### [YOUR GOAL]
Take the line containing "For every instance of the damaged" and every line after it in the data below, and print them exactly as given, with nothing else.

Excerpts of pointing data
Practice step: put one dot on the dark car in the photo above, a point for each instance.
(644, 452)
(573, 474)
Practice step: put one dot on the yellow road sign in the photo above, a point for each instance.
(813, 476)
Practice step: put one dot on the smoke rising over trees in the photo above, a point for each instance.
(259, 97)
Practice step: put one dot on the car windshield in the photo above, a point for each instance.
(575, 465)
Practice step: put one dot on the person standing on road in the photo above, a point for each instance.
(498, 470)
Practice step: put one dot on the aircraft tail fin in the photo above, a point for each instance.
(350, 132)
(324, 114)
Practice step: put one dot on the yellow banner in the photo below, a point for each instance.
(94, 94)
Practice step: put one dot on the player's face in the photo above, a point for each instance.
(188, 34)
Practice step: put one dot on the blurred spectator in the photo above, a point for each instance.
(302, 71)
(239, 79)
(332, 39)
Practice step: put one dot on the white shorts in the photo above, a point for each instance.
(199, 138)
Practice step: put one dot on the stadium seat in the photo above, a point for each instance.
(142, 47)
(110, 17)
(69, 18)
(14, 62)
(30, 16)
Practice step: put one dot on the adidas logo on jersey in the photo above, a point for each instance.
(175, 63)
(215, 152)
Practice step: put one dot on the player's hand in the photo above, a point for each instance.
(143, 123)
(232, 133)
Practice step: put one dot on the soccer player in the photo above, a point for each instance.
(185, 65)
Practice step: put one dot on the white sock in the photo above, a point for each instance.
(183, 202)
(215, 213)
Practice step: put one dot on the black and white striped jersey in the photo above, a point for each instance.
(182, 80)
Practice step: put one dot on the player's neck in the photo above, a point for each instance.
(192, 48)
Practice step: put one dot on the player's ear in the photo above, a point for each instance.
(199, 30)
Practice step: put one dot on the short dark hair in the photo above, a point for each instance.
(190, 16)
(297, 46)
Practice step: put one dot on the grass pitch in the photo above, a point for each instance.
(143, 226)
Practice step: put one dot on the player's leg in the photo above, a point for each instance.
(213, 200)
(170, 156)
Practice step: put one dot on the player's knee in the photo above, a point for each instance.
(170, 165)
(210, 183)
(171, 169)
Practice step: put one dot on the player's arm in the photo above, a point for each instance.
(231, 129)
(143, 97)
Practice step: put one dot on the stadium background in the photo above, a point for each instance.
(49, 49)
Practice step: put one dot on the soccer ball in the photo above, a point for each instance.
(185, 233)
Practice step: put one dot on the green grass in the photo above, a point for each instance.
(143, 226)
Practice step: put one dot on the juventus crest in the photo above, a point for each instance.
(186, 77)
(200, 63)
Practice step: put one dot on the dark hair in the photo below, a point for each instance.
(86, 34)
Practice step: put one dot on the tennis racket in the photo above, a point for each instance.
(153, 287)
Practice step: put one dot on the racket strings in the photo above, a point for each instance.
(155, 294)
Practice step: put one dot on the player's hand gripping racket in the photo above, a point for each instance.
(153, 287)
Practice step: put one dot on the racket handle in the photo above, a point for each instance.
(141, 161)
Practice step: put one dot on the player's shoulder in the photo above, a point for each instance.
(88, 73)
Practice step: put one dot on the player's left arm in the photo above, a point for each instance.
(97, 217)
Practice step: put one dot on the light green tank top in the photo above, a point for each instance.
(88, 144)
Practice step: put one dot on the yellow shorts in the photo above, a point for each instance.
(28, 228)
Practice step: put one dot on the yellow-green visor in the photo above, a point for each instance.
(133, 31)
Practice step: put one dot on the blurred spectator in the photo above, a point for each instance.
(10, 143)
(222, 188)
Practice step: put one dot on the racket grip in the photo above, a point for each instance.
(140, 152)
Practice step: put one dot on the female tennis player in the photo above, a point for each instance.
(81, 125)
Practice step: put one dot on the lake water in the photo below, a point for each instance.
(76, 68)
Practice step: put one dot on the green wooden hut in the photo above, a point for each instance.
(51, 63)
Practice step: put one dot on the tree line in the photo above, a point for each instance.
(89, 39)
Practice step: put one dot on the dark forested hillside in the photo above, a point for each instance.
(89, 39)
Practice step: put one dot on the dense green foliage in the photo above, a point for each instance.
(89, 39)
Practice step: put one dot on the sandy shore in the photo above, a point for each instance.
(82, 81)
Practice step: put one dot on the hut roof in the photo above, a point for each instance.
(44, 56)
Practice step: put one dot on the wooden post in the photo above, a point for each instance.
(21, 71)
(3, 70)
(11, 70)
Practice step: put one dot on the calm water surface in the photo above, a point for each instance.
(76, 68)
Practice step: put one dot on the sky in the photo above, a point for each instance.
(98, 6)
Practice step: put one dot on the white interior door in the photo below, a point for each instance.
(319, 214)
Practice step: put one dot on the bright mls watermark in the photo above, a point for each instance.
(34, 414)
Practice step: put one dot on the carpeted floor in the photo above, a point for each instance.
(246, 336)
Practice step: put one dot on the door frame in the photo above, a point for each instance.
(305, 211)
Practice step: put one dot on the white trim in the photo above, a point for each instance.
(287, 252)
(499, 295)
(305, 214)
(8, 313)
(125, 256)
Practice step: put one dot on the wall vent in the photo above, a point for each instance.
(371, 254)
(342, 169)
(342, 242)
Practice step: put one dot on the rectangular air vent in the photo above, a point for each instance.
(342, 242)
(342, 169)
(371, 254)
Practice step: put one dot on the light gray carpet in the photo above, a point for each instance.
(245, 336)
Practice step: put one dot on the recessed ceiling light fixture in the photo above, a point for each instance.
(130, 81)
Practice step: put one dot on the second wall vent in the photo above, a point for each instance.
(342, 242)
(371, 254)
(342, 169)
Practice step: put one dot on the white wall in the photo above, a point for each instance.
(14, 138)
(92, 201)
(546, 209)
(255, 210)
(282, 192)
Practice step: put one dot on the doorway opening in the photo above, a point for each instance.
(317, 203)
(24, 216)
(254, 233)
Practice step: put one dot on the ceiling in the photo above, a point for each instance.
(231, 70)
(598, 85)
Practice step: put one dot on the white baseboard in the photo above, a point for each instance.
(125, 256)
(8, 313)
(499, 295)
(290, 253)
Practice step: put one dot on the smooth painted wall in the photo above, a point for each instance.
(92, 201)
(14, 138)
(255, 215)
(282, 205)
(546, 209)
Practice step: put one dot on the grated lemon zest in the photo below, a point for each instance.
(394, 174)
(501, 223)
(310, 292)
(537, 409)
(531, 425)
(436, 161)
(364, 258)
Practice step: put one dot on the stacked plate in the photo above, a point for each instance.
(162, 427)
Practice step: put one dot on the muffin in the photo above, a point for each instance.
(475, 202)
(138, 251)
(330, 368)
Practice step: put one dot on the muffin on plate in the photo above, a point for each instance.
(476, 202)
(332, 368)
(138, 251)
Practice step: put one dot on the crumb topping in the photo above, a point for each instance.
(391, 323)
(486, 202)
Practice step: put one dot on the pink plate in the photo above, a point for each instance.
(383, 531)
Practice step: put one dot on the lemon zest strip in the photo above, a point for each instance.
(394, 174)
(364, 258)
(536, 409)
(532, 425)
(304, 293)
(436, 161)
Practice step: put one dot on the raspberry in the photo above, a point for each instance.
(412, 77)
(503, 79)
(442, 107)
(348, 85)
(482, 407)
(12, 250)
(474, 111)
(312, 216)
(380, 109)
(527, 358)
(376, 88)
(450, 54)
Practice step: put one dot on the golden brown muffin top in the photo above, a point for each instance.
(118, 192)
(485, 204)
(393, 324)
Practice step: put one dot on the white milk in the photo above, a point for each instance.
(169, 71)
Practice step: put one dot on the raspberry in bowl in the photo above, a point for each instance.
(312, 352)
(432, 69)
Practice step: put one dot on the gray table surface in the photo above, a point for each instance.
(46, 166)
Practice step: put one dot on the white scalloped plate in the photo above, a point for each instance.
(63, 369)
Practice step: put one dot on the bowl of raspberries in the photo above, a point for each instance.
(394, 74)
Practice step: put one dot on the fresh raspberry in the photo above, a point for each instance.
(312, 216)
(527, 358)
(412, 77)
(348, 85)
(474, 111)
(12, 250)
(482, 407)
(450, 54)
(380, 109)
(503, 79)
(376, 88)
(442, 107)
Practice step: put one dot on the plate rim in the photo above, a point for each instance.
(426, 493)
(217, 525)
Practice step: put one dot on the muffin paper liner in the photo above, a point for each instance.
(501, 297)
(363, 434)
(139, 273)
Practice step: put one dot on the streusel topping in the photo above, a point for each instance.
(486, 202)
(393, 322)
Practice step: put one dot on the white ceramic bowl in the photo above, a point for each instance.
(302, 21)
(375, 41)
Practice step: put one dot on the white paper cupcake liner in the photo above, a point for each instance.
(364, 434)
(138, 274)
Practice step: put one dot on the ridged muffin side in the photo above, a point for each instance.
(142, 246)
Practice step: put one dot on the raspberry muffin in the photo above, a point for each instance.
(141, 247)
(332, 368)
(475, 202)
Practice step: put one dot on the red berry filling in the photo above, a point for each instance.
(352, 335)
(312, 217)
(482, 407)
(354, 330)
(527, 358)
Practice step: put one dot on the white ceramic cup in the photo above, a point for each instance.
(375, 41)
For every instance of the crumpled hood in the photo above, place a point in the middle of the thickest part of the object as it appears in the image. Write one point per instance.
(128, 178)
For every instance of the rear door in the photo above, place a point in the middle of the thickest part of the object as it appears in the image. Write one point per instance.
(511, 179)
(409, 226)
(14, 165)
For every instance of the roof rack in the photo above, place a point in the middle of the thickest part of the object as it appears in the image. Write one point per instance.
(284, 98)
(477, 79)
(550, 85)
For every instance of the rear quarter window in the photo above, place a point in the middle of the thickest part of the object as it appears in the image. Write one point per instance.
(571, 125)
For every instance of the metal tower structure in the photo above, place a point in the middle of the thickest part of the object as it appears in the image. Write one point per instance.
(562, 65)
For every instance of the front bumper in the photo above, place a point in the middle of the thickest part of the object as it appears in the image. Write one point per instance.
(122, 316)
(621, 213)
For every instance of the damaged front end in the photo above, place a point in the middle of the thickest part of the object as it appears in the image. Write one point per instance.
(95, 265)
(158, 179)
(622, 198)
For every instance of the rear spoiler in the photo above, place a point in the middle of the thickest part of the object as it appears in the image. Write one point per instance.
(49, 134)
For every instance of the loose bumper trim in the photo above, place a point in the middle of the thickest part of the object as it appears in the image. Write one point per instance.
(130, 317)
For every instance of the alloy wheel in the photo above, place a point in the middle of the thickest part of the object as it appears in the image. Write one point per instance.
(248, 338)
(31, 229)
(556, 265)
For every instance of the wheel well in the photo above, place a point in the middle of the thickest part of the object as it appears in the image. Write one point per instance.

### [THE OUTPUT]
For every instance of the damaged front end in the photo above, place a point in the middle of the thickest part of the object as it appears in the image. Write one point per instance.
(95, 265)
(158, 179)
(622, 198)
For every instance of the rear spoiler in the photo above, place a point in the middle of the thickest part of the object as it appears in the image. Write one point per instance.
(49, 134)
For every instance of the loose bumper trim in the photo above, place a point in the middle of the thickest part of the object as it appears in the image. Write one point per instance.
(130, 317)
For every instance of the alloy wheel in the photo above, place a point in the middle of the thickest part of the object as it appears in the image. Write one point per instance.
(248, 338)
(31, 229)
(556, 265)
For every instance of the wheel well in the photo above, place a point in the middle of the thickest part of the object as it appears in the image. Write one point per instance.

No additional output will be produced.